▶ [ZU BEARBEITENDE AUFGABEN]:
1. Wie lautet der Satz „Die neuen Regelungen kommen Privatanbietern deutlich mehr entgegen als z.B. Vereinen.“ aus dem Forumsauszug zur Onlineprüfung in Bayern auf Englisch?
2. Kannst du den Absatz, der mit „klar hat sich gegenüber vorher einiges gebessert“ beginnt, aus dem Forumsauszug zur Onlineprüfung in Bayern als kurze Stichpunktliste wiedergeben und dabei seine wesentlichen Aussagen beibehalten?
3. Wann hat der Neffe laut dem Forumsauszug zur Onlineprüfung in Bayern die Onlineprüfung gemacht?

▶ [TEXTAUSZUG]:
'''
Ein Vorteil ist, dass man nicht mehr 4 Wochen plus x auf das Prüfungszeugnis warten muss. Er hat es am Dienstag erhalten!!!

Gruß
Alexander


----------



## antonio (4. Oktober 2013)

*AW: Onlineprüfung Bayern*



Alexander2781 schrieb:


> Hi,
> 
> mein Neffe hat letzten Samstag die Onlineprüfung gemacht und auch bestanden.
> 
> ...



auch in anderen bl erhält man das prüfungszeugnis unmittelbar nach der prüfung.

antonio


----------



## Franz_16 (6. Oktober 2013)

*AW: Onlineprüfung Bayern*



antonio schrieb:


> auch in anderen bl erhält man das prüfungszeugnis unmittelbar nach der prüfung.
> 
> antonio



Ja, dummerweise brachte das den Bayerischen Prüflingen aber nix  

Ich denke die "Online-Prüfung" ist insgesamt für die Teilnehmer eine gute Sache. 

Bei den Kursanbietern sieht es etwas anders aus... Die neuen Regelungen kommen Privatanbietern deutlich mehr entgegen als z.B. Vereinen.


----------



## antonio (6. Oktober 2013)

*AW: Onlineprüfung Bayern*

klar hat sich gegenüber vorher einiges gebessert in bayern diesbezüglich und das ist gut für die prüflinge.
nur das hat eben nichts mit onlineprüfung zu tun.
das ist alles eine organisationsfrage und die kann man eben auf verschiedenste arten lösen.

antonio#h


----------



## Lunosch (6. Oktober 2013)

*AW: Onlineprüfung Bayern*



antonio schrieb:


> klar hat sich gegenüber vorher einiges gebessert in bayern diesbezüglich und das ist gut für die prüflinge.
'''
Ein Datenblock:
'''
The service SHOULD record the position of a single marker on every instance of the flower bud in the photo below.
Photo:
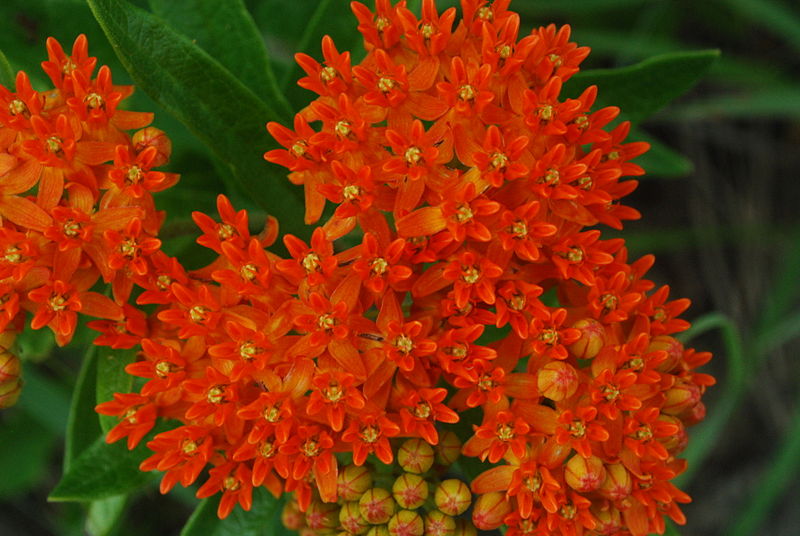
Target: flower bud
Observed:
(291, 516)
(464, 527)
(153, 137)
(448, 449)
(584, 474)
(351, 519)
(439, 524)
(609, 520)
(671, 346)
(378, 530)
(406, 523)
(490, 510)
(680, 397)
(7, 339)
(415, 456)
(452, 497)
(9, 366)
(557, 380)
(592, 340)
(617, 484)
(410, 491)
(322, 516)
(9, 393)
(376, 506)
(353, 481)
'''
'''
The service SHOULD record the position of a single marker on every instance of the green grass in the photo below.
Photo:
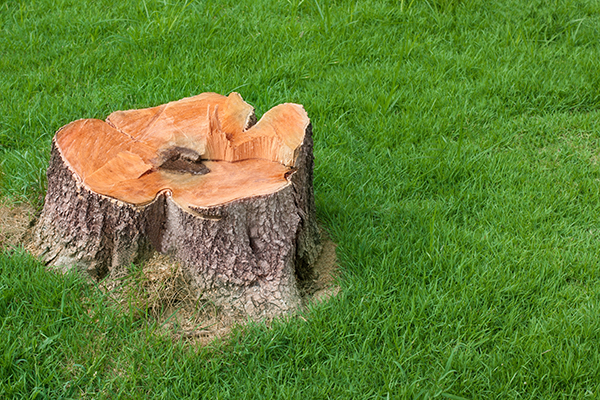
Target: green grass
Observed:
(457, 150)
'''
▶ [LÖSUNGEN JE AUFGABE]:
1. The new rules accommodate private providers considerably more than, for example, clubs.

2.
- In Bayern hat sich gegenüber früher einiges verbessert, was gut für die Prüflinge ist.
- Mit der Onlineprüfung hat das aber nichts zu tun.
- Es handelt sich um eine Organisationsfrage, die sich auf verschiedene Arten lösen lässt.

3. Letzten Samstag.